### DESCRIPTION OF THE TASK
Return each line of the records that contains the word "bride", copied in full.

━━━━━ DATASET RECORDS

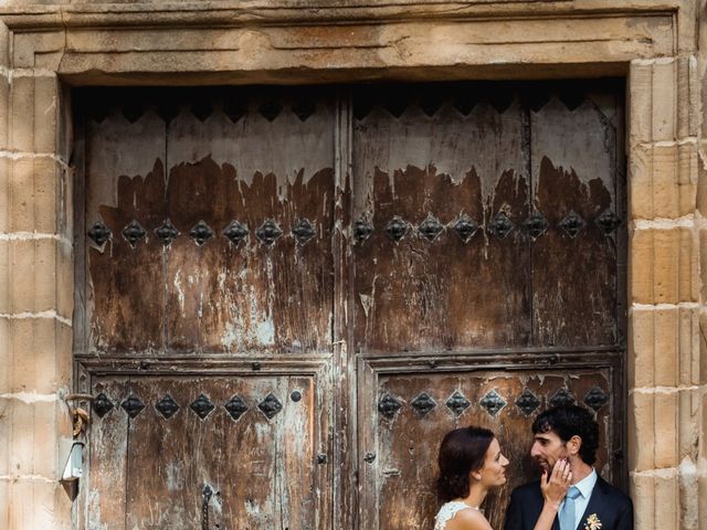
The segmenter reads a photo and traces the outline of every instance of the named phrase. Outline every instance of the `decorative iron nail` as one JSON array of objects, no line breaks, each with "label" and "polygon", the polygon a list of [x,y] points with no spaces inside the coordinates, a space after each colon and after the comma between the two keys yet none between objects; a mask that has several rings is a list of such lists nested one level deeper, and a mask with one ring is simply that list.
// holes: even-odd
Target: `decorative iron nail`
[{"label": "decorative iron nail", "polygon": [[138,241],[145,237],[145,229],[135,219],[123,229],[123,237],[125,237],[125,241],[127,241],[133,248],[135,248]]},{"label": "decorative iron nail", "polygon": [[540,212],[532,212],[524,224],[534,240],[540,237],[548,230],[548,221]]},{"label": "decorative iron nail", "polygon": [[145,403],[143,403],[138,396],[130,395],[127,400],[120,403],[120,406],[128,413],[128,416],[135,418],[140,412],[143,412],[143,409],[145,409]]},{"label": "decorative iron nail", "polygon": [[432,410],[437,406],[436,402],[426,392],[422,392],[418,395],[410,405],[420,414],[420,416],[425,416]]},{"label": "decorative iron nail", "polygon": [[373,225],[365,218],[360,218],[354,223],[354,239],[357,243],[363,243],[373,233]]},{"label": "decorative iron nail", "polygon": [[390,223],[388,223],[388,226],[386,226],[386,233],[388,234],[388,237],[390,237],[394,242],[399,242],[400,240],[402,240],[407,232],[408,223],[405,223],[402,218],[398,215],[395,215],[390,221]]},{"label": "decorative iron nail", "polygon": [[530,392],[528,389],[523,391],[523,394],[516,400],[516,406],[520,409],[526,416],[529,416],[540,405],[540,400]]},{"label": "decorative iron nail", "polygon": [[587,406],[593,409],[594,412],[609,403],[609,396],[599,386],[592,388],[582,400]]},{"label": "decorative iron nail", "polygon": [[559,405],[573,405],[577,402],[572,393],[562,388],[559,389],[552,398],[548,401],[550,406],[559,406]]},{"label": "decorative iron nail", "polygon": [[123,107],[123,116],[129,123],[134,124],[143,116],[143,107],[136,103],[129,103]]},{"label": "decorative iron nail", "polygon": [[580,218],[574,211],[570,211],[562,221],[560,221],[560,226],[564,232],[569,234],[570,237],[576,237],[577,234],[581,232],[584,227],[584,220]]},{"label": "decorative iron nail", "polygon": [[98,417],[105,416],[115,406],[113,402],[108,399],[108,396],[103,392],[101,392],[98,395],[96,395],[96,398],[94,398],[92,405],[93,405],[93,411],[96,414],[98,414]]},{"label": "decorative iron nail", "polygon": [[595,223],[604,234],[609,235],[619,227],[621,220],[614,215],[614,212],[606,209],[597,218]]},{"label": "decorative iron nail", "polygon": [[87,232],[88,237],[91,237],[93,242],[98,246],[102,246],[106,241],[108,241],[112,233],[113,232],[110,232],[110,229],[108,229],[101,221],[94,224]]},{"label": "decorative iron nail", "polygon": [[191,409],[201,420],[204,420],[209,414],[211,414],[211,411],[213,411],[215,406],[211,401],[209,401],[209,398],[203,394],[199,394],[199,398],[189,405],[189,409]]},{"label": "decorative iron nail", "polygon": [[223,235],[226,236],[231,243],[238,245],[247,236],[247,226],[233,220],[223,231]]},{"label": "decorative iron nail", "polygon": [[279,116],[279,113],[283,112],[283,106],[277,102],[267,102],[261,105],[257,112],[261,113],[261,116],[266,120],[274,121],[275,118]]},{"label": "decorative iron nail", "polygon": [[238,420],[249,410],[245,401],[243,401],[243,399],[239,395],[234,395],[233,398],[231,398],[229,402],[223,405],[223,407],[233,420]]},{"label": "decorative iron nail", "polygon": [[400,403],[395,398],[390,394],[386,394],[378,402],[378,412],[381,413],[383,417],[388,420],[392,420],[395,417],[395,413],[402,407],[402,403]]},{"label": "decorative iron nail", "polygon": [[179,236],[179,231],[167,219],[161,226],[155,229],[155,235],[162,242],[163,246],[169,246]]},{"label": "decorative iron nail", "polygon": [[201,123],[205,121],[211,116],[211,113],[213,113],[213,108],[207,102],[198,102],[191,107],[191,114]]},{"label": "decorative iron nail", "polygon": [[468,215],[462,215],[460,220],[454,223],[452,230],[456,232],[456,235],[458,235],[464,243],[467,243],[478,230],[478,224]]},{"label": "decorative iron nail", "polygon": [[304,245],[316,235],[314,226],[312,226],[308,219],[300,219],[295,227],[292,229],[292,233],[300,245]]},{"label": "decorative iron nail", "polygon": [[464,394],[462,394],[458,390],[455,390],[450,399],[446,400],[445,405],[455,415],[461,416],[466,409],[472,406],[472,403],[466,398],[464,398]]},{"label": "decorative iron nail", "polygon": [[495,416],[504,406],[506,406],[507,403],[498,392],[492,390],[482,399],[482,401],[478,402],[478,404],[482,405],[492,416]]},{"label": "decorative iron nail", "polygon": [[189,231],[189,235],[197,242],[197,245],[201,246],[213,236],[213,230],[203,221],[199,221]]},{"label": "decorative iron nail", "polygon": [[229,102],[223,105],[223,114],[228,116],[231,123],[238,124],[239,119],[247,114],[247,108],[240,103]]},{"label": "decorative iron nail", "polygon": [[165,417],[165,420],[169,420],[175,414],[177,414],[177,411],[179,411],[179,404],[175,400],[172,400],[171,395],[167,394],[165,395],[165,398],[159,400],[159,402],[157,402],[155,409],[157,409],[157,411]]},{"label": "decorative iron nail", "polygon": [[514,229],[514,224],[506,212],[498,212],[488,225],[488,231],[499,240],[506,237]]},{"label": "decorative iron nail", "polygon": [[408,102],[405,102],[402,97],[395,97],[389,99],[383,108],[390,113],[390,115],[394,118],[399,118],[408,108]]},{"label": "decorative iron nail", "polygon": [[267,394],[257,407],[271,420],[275,414],[283,410],[283,404],[272,393]]},{"label": "decorative iron nail", "polygon": [[418,226],[418,232],[422,234],[422,236],[428,241],[434,241],[434,239],[440,235],[444,226],[442,223],[436,220],[431,213],[428,214],[428,219],[425,219],[420,226]]},{"label": "decorative iron nail", "polygon": [[265,220],[255,232],[255,236],[267,246],[272,246],[281,235],[283,235],[282,229],[272,219]]},{"label": "decorative iron nail", "polygon": [[306,121],[316,110],[317,107],[312,100],[302,100],[292,107],[292,112],[299,118],[299,121]]}]

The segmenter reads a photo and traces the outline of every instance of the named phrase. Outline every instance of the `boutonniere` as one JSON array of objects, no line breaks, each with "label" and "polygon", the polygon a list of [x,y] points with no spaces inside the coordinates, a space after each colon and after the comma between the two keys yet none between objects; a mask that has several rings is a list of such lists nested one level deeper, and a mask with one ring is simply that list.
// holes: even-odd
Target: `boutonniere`
[{"label": "boutonniere", "polygon": [[597,513],[592,513],[587,518],[584,530],[601,530],[601,520],[597,517]]}]

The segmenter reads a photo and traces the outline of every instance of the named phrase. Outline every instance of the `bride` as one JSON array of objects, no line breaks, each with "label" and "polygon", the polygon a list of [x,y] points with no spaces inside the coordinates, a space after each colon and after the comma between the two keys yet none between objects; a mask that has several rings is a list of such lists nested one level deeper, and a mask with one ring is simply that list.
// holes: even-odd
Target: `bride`
[{"label": "bride", "polygon": [[[449,432],[440,446],[439,465],[437,496],[444,504],[434,530],[493,530],[481,505],[492,488],[506,483],[508,465],[494,433],[474,426]],[[571,479],[566,459],[557,462],[549,477],[547,470],[542,471],[545,505],[535,530],[551,530]]]}]

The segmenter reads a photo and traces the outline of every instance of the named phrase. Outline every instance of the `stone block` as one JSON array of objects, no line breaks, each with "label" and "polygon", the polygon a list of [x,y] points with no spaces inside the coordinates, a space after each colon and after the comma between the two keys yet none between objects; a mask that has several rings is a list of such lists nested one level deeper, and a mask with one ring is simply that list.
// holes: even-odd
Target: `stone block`
[{"label": "stone block", "polygon": [[631,477],[634,528],[655,529],[655,480],[650,475]]},{"label": "stone block", "polygon": [[71,382],[71,327],[52,318],[10,321],[10,392],[53,394]]},{"label": "stone block", "polygon": [[653,386],[655,373],[654,310],[633,308],[629,326],[629,389]]},{"label": "stone block", "polygon": [[678,304],[697,299],[698,253],[689,229],[642,229],[631,240],[631,301]]},{"label": "stone block", "polygon": [[11,168],[10,230],[54,234],[63,168],[50,157],[13,160]]},{"label": "stone block", "polygon": [[655,460],[655,411],[653,394],[629,394],[629,468],[635,471],[653,469]]},{"label": "stone block", "polygon": [[56,309],[56,254],[54,239],[10,241],[10,307],[7,312]]},{"label": "stone block", "polygon": [[677,97],[676,62],[672,57],[656,59],[653,64],[653,141],[676,138]]},{"label": "stone block", "polygon": [[[654,400],[655,468],[677,466],[678,460],[678,393],[655,392]],[[639,436],[641,443],[644,438]]]},{"label": "stone block", "polygon": [[653,64],[633,61],[629,70],[629,140],[631,146],[653,138]]},{"label": "stone block", "polygon": [[[677,476],[666,474],[655,477],[655,528],[661,530],[678,530],[679,492]],[[640,528],[640,527],[636,527]]]}]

━━━━━━━━━━

### SOLUTION
The segmenter reads a photo and traces the outline of every instance of the named phrase. Outline every instance of the `bride` as one JSON array of objects, no line breaks, each with "label" and "polygon", the polygon a list of [x,y] points with no spaces inside the coordinates, a space after each colon and after the comma between the two keys yet none between objects; a mask that has several rings is a list of such lists nested one level deeper, and a mask with one ring is simply that list.
Target: `bride`
[{"label": "bride", "polygon": [[[449,432],[440,446],[439,465],[437,496],[444,504],[434,530],[493,530],[481,505],[492,488],[506,483],[508,465],[494,433],[474,426]],[[571,479],[566,459],[557,462],[549,477],[547,470],[542,471],[545,505],[535,530],[551,530]]]}]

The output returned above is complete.